### READING PASSAGE
========================================

Fort Worth Star-Telegram Columnist - Deceased
Sept. 24, 1923 - Nov. 26, 1988

Hall of Fame Class of 2022

George Dolan may have been Forth Worth Star-Telegram’s face to West Texas, but his whole persona wriggled its way to readers south of the Red River and east of the Pecos, too.

Dolan was a beloved humorist with a cackling laugh said to be in E Flat and had a wit as dry as the Texan sand. He parlayed this humor in his daily column for over 30 years and spanning four decades.

George Bernard Dolan was born in Temple in 1923. By the age of 16, he was working at the Temple Daily Telegram. WWII made him a B-17 navigator and he returned to the Daily Telegram after the war.

He became a general assignment reporter at the Star-Telegram in 1948.

His page-one column “This is West Texas” began in 1957 and later, the name was changed to George Dolan.

========================================

### TASKS TO COMPLETE
- A) Write out the stretch of the George Dolan profile from "Hall of Fame" through "the Pecos, too.".
- B) According to the George Dolan profile, in what year did Dolan become a general assignment reporter at the Star-Telegram?
- C) Continue the profile of George Dolan from its last sentence.

Region pointing data
========================================

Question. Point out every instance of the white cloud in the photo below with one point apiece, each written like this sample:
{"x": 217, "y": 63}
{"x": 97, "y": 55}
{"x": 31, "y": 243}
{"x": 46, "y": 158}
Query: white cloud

========================================

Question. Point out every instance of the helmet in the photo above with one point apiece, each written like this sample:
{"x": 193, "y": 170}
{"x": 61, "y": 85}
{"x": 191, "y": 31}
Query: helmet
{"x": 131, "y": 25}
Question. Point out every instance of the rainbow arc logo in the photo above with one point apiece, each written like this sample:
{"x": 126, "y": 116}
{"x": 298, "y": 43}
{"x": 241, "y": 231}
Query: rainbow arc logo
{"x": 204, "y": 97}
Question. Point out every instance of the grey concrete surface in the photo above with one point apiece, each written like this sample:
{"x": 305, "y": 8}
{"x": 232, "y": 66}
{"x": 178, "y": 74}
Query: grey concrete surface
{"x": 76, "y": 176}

========================================

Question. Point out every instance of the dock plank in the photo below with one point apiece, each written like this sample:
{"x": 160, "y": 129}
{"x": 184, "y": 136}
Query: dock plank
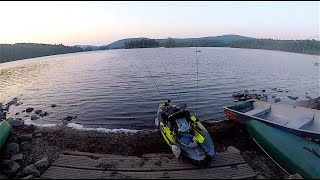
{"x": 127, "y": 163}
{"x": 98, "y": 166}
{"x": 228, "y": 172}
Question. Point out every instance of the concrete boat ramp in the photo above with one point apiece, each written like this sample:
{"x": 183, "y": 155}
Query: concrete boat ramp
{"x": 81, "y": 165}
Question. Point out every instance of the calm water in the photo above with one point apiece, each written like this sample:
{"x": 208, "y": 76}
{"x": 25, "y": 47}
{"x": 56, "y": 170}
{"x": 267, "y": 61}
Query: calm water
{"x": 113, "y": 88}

========================================

### ANSWERS BY ITEM NUMBER
- A)
Hall of Fame Class of 2022

George Dolan may have been Forth Worth Star-Telegram’s face to West Texas, but his whole persona wriggled its way to readers south of the Red River and east of the Pecos, too.

- B) 1948

- C)
Dolan covered it all – stock shows, rodeos, farm and ranch news, political speeches and even Fort Worth’s gangland crime in the 1950s. This was the final decade of Amon Carter’s leadership at the Star-Telegram and Carter decreed that the paper’s domain would include “every farmer and rancher, every pump jack and jackrabbit … after all, Fort Worth was where the West begins.”

Dolan wrote many times about the Brownwood Mafia. When asked if it was the real mafia or civic group, Dolan responded “It bears some resemblance to both. While it may lack some of the killer instinct of your average civic booster group, it does have all the charm of the real Mafia.”

Fort Worth Star-Telegram/George Dolan Memorial Scholarship is awarded at Texas Christian University each year and a resolution by the Texas House of Representatives was bestowed on him, too.

He passed away at his home after battling cancer on Nov. 26, 1988 at the age of 65. He was still writing his column up until a few months before his death.